Paul wrote,
>
>What is the concern with the thrust washers? How big a job is it to
>it/them? Is the 'falling RPM' test a definitive test, or should I
>perform=20
>other tests before wading in here? How long will the engine continue
>with=20
>the worn washers, and what is the failure mode?
>May I suggest this phenomenon be added to the 'Alpine buyer's guide'
>on the=20=
>SOL web server - Daniel Levitin was the author of that page. Are you
>still=20
>with us, Daniel?
>Thanks again for your help, people. I guess I really need to find
>that=20
>Practical Classics article on the 1592 rebuild now...
>Cheers,
>Paul.
If the motor has good oil pressure and compression, dont rebuild it.
I dont think that there is a definative test here for the thrust washer
prob.
Many of us have seen the problem just go away after a quality rebuild.
The rest is probably well seasoned folklore.
Some of the time, worn thrust washers will show a marked reduction in oil
pressure when the clutch is pressed, but the drop in RPM probably has
more to
do with the wear state of the TO bearing, and the type of clutch than
anything else.
The TO bearings can be worn clear down to the metal backing without
making
a noise. The friction that the iron carrier imparts on the clutch is
somewhat higher
than that of the graphite ring, so this is also a possibility.
Knowing when the clutch should be pressed, and for how long to press it
is really
important toward making the carbon TO bearing, and the thrust washers
last a long
time. Clutching is the only significant force that the the thrust
washers ever see
"anyone out there with an automatic have a thrust washer failure?".

Tasks
a: Revise the thrust washer post, everything from "I dont think" down to "well seasoned folklore.", replacing "folklore" with "legend".
b: For each statement, say whether it agrees with the thrust washer post, and quote the words that decide it: (i) The reply holds that there is a definitive test for the thrust washer problem. (ii) The TO bearings can wear down to the metal backing without making a noise. (iii) Worn thrust washers always show a marked drop in oil pressure when the clutch is pressed.
c: Write the next part of the thrust washer post, picking up after its last sentence.
The listing that comes next is separate material and is not part of the thrust washer post.

Dataset content
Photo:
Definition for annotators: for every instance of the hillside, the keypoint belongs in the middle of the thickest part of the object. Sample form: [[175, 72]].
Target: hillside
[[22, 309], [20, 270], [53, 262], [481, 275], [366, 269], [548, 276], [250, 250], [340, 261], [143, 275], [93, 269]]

Solved problems
a:
I dont think that there is a definative test here for the thrust washer
prob.
Many of us have seen the problem just go away after a quality rebuild.
The rest is probably well seasoned legend.

b:
(i) No: "I dont think that there is a definative test here for the thrust washer prob."
(ii) Yes: "The TO bearings can be worn clear down to the metal backing without making a noise."
(iii) No: "Some of the time, worn thrust washers will show a marked reduction in oil pressure when the clutch is pressed"

c:
You should NEVER start an alpine with the clutch pushed in.
The engine has NO oil pressure, so the crank is hard up against the
thrust washers,
and there is definately metal to metal.
The good news is that the thrust washers can be checked and replaced
without
pulling the engine of even the crank from the car.
The whole affair is probably a six pack job, so buy 9 just in case.
You will have to drop the sump, pull the center main cap, then use a
feeler
gauge to measure the end float of the crank. You will have to push the
clutch to
be certain that the crank is butted against the thrust washer on the
tranny side of
the engine. Measure the end float between the crank and the thrust
washer
toward the front of the engine.
If the end float is greater than .004 inches, you ought to replace them.
After the end float has been measured, slide "rotate" the old thrust
washers out
of the crescent recesses in the engine block. Measure each one for
refference.
New thrust washers are available with .005 and .010 oversize. You can
also
mix your warn pieces with new pieces or you can machine down the
backsides
of the new washers to get that "just right" fit.
The correct end float wil be .002 to .004 inch.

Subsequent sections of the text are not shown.